[Pointing records]
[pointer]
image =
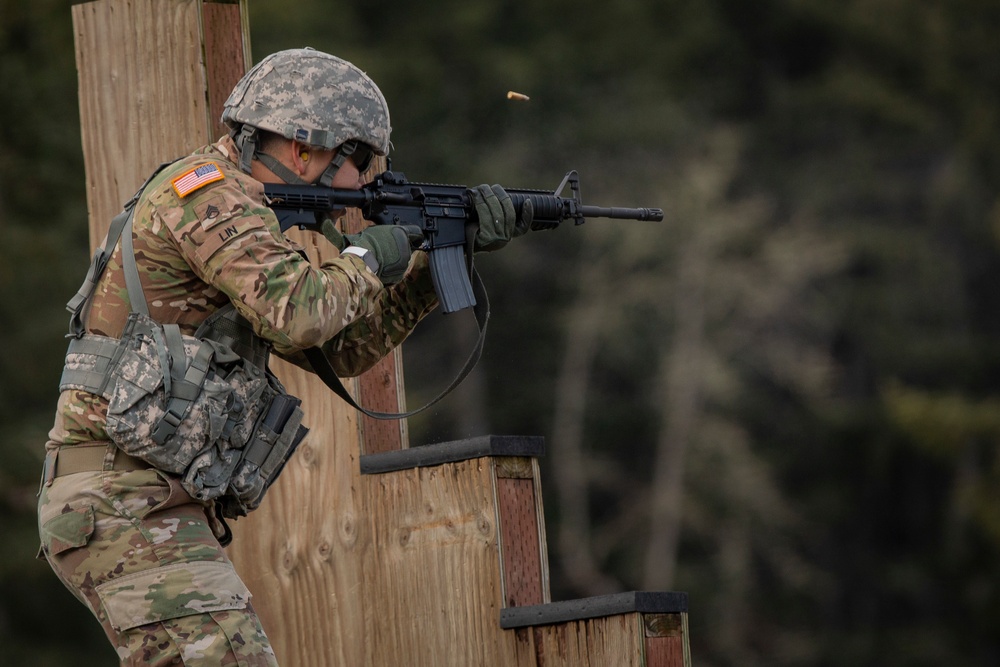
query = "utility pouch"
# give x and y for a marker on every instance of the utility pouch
(203, 407)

▸ Task brief
Would you return every line of the items above word for word, leaving the pictures out?

▸ Complete answer
[pointer]
image =
query = "utility pouch"
# give x and y for a marker on every instance of the utility pouch
(203, 407)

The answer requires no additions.